Extract the entries in their exact form.

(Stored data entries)
● ● ●
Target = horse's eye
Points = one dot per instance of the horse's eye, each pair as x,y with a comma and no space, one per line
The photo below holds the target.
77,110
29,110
● ● ●
* [EXERCISE RESULT]
Target = horse's eye
Points = one dot per instance of the horse's eye, each pair as x,y with a comma and no space, one per line
The photo below holds the target.
77,110
29,110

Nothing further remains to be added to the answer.